• Work request
Your result should be the lines holding the word "white", copied from the entries below.

• Working data
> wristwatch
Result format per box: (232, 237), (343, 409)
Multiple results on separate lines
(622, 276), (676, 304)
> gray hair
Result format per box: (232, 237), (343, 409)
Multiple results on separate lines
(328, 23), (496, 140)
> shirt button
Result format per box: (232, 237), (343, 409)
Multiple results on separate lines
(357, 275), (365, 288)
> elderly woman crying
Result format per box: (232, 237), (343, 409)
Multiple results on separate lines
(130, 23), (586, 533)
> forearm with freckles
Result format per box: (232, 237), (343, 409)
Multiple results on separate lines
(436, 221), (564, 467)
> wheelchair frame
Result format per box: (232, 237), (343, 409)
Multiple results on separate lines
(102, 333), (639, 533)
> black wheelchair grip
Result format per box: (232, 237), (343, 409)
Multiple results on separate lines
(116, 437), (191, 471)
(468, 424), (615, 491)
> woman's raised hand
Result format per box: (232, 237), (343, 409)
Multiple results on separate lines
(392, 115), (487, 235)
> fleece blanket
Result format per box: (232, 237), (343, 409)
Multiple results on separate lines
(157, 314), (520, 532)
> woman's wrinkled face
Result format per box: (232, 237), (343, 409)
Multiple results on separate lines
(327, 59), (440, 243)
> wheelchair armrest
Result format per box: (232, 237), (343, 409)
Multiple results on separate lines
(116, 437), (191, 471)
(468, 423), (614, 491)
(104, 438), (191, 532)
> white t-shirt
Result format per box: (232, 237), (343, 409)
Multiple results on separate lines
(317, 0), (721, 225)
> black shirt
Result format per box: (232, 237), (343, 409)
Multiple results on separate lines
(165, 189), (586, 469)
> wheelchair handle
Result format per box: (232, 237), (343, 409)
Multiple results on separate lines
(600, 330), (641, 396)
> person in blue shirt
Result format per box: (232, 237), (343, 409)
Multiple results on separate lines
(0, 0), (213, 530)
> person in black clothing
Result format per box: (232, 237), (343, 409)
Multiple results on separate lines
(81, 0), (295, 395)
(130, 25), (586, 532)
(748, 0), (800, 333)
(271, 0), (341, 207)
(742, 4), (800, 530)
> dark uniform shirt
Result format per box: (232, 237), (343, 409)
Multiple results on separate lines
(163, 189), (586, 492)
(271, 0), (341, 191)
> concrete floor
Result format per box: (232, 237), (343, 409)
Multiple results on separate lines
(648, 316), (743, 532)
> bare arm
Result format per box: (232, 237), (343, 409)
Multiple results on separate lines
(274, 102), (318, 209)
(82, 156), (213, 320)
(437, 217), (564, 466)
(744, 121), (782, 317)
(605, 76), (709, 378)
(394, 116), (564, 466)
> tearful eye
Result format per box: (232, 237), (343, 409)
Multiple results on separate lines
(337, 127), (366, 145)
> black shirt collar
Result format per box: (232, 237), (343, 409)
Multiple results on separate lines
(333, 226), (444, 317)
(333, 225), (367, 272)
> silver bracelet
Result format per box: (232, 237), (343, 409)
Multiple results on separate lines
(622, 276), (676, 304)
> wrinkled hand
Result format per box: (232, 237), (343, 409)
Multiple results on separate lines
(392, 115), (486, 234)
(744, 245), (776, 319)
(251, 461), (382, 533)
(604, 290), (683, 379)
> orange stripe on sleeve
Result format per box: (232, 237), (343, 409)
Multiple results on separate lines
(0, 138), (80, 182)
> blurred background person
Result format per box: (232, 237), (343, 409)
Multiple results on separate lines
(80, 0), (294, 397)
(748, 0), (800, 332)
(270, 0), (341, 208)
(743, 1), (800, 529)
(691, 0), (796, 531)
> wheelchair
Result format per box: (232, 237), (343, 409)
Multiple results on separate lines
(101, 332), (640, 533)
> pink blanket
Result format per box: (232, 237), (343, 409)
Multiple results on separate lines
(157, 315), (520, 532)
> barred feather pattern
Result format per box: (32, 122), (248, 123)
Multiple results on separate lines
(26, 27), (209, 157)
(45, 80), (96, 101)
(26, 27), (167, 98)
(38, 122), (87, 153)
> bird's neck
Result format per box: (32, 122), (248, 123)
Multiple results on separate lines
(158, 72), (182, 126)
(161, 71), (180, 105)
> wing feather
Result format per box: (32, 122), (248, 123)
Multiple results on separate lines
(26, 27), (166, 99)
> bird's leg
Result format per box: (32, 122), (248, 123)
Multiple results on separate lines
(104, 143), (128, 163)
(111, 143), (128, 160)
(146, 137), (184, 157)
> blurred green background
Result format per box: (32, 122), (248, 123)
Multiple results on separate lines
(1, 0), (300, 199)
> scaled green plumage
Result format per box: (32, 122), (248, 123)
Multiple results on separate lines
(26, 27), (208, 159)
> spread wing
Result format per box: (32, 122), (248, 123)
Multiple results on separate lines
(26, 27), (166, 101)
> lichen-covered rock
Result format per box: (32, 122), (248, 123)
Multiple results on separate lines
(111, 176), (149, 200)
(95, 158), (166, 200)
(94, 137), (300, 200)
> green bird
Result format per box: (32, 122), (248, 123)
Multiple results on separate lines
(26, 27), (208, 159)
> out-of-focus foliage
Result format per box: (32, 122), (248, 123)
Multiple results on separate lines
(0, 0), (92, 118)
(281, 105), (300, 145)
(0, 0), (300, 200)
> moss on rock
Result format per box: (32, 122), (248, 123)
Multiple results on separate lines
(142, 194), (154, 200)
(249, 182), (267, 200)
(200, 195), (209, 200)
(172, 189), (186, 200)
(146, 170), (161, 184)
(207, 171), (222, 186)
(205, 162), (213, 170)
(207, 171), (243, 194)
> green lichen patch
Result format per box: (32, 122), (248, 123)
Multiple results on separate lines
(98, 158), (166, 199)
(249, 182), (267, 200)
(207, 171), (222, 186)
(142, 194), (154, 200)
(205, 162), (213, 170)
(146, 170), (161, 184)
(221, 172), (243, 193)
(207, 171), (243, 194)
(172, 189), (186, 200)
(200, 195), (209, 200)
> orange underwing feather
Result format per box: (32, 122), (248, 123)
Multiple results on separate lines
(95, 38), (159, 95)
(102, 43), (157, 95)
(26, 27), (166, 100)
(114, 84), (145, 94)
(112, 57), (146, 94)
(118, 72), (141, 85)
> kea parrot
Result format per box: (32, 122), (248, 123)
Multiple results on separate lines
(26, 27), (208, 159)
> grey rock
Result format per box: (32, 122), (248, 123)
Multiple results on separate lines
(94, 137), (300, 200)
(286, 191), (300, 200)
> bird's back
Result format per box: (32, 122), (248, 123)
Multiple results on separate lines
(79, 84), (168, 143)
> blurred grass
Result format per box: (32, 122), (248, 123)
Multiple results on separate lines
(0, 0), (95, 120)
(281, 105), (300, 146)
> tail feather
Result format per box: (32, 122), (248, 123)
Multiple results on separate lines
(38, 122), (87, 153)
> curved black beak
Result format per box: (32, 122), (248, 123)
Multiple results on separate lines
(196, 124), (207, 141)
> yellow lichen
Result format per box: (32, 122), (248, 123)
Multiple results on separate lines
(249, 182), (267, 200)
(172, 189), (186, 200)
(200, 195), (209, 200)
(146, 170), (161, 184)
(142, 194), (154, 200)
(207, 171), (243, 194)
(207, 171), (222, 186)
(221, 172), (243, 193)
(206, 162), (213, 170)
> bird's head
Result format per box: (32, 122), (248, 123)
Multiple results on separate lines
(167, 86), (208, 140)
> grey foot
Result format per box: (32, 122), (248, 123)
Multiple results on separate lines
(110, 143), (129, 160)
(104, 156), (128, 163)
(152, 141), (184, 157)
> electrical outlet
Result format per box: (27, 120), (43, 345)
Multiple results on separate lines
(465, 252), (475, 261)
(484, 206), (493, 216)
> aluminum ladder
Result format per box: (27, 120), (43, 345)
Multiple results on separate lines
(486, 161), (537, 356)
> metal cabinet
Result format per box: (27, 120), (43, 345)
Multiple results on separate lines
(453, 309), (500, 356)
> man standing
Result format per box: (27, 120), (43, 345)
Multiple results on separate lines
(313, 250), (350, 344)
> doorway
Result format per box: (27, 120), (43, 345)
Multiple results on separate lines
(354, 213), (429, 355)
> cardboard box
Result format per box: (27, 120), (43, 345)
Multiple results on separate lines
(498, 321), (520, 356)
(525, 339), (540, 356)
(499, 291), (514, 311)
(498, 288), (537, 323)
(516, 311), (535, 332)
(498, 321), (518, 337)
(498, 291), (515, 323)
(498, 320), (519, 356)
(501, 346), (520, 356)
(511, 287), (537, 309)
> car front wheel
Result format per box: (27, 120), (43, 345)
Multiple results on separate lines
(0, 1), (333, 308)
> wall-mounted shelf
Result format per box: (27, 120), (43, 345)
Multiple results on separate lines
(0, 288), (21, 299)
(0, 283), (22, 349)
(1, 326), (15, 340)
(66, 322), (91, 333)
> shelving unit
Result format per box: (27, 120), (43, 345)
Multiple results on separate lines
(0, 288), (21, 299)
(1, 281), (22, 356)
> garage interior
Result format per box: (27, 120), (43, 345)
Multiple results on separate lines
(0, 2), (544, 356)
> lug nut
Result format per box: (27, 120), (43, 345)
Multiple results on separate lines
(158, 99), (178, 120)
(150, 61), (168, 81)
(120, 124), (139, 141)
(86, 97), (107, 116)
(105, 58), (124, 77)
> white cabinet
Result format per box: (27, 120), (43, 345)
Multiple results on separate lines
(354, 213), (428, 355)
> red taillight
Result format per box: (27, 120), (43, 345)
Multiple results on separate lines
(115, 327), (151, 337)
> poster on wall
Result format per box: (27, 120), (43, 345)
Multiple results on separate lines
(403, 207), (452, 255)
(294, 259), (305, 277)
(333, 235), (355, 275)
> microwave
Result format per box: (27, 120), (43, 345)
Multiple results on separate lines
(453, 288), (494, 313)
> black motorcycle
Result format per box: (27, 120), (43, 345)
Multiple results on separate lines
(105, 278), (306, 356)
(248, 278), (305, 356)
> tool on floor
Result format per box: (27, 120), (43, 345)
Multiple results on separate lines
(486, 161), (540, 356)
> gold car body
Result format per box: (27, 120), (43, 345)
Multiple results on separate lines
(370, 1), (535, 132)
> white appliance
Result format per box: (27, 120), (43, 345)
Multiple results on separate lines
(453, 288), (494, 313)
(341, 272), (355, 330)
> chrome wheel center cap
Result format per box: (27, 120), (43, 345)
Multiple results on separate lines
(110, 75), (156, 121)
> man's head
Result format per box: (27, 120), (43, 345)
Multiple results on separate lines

• Expected answer
> white t-shirt
> white cabinet
> white appliance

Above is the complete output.